● **Your tasks**
a. List every month and year that the market commentary below gives as a time when the Coppock Curve signal was triggered.
b. Continue the market commentary below from its last sentence onward.

Similar to BofA’s indicator our Trend Fragility indicator (a composite of sentiment, positioning, and flows) hit a low of 11% a few weeks ago, which is just 1% away from the 10% needed to trigger a classic buy signal.
Below is one of the TF indicator components which shows aggregate index fund flows as a percentage of its 3yr average. This indicator triggered a buy signal last week. Green dots mark past signals and red dots mark past sell signals.
- We added some risk to our book last week and got long the Qs (the chart below is a daily). They’re in a classic Bull Quiet regime where the best-looking sell setups keep failing as the tape makes higher swing lows and higher swing highs. In BullQ regimes you want to buy dips and buy the rips.
- Simon White of BBG wrote a piece looking at the recent long-term buy signal given by the Coppock’s Curve, something a few Collective members have also pointed out recently (h/t Phil D.).
What is the Coppock Curve Strategy
The Coppock’s Curve is a long-term momentum-based signal developed by Edwin “Sedge” Coppock back in the 1960s. It’s essentially a monthly RoC indicator that is smoothed with moving averages. It has a pretty good record of marking major bottoms a few months after the fact. You can read more about it here.
- White writes that “based on adapted parameters, it triggers only rarely, but the times when it has done —e.g. October 1982, August 1988, April 2003, August 2009 — are a catalog of generationally good buying opportunities. It outperforms the average S&P return over 3-month, 6-month, and 12-month horizons, with the greatest absolute outperformance over 12 months (19.1% versus 9.7%).”
Note to bears (and I include myself in this)… these are important signals and need to be heeded. There is no sure thing in markets but developments like this should at least make you check your priors and maybe reweight the risk allocation in your book somewhat.
- So there’s been an increasing amount of talk about the coming death of the US dollar. This is one of those lame and completely asinine narratives that seems to seep out from prepper bomb shelters every time the dollar has fallen a bit over the previous few months.

● **Data for analysis**
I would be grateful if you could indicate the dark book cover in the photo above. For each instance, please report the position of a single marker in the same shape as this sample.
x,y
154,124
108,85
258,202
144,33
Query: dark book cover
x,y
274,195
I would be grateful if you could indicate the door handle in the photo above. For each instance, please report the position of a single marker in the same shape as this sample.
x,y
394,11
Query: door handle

● **Task-by-task answers**
a. October 1982, August 1988, April 2003, August 2009

b.
I love when this kind of talk becomes popularized because it means we’re nearing a durable bottom in the USD, so now we know it’s time to start paying attention for a fade trade.
Here’s a weekly chart of DXY. It’s at its lower weekly band and may be putting in a double bottom. But… it recently printed 7 weekly bars. That’s quite a bit of a momentum and we don’t like to step in front of trains at MO. So we just need to let the tape develop some more. I’m guessing the DXY will bounce soon, but not by much before moving in another short leg down, putting in a 3-wave bottoming pattern.
That’s just my guess. We’ll see what the chart brings us.
- Also, we’ll want to see DXY yield spread momentum (as pictured below in our oscillator) accelerate to the upside before we turn constructive. I think this starts happening soon though (green line is 10yr yield diffs and purple is 2yr yield diffs).
- We’ve been patiently watching Nintendo for a while now (a bit over a year maybe?). We like the company, its products, and the direction management is taking to monetize its extremely valuable and incredibly under-monetized IP through theme parks (which are a big hit so far) and now movies (an even bigger hit).
Here’s NTDOY on a monthly chart. It’s at its lower monthly Bollinger Band, which in the past has been a good buying opp. It’s still in an intermediate downtrend but I’m starting to pay close attention.
- Proof of concept: NTDOY’s latest Super Mario Brothers movie is now the highest-grossing video game adaptation ever.
And I’m sure the new movie is good and all but I have no plans to see it. The reason is that you just can’t improve on perfection and the original 1993 Super Mario Bros movie was a masterpiece.
- The stock is historically cheap, trading at just 8x TTM EV/EBIT multiples.
Thanks for reading.
Stay frosty and keep your head on a swivel.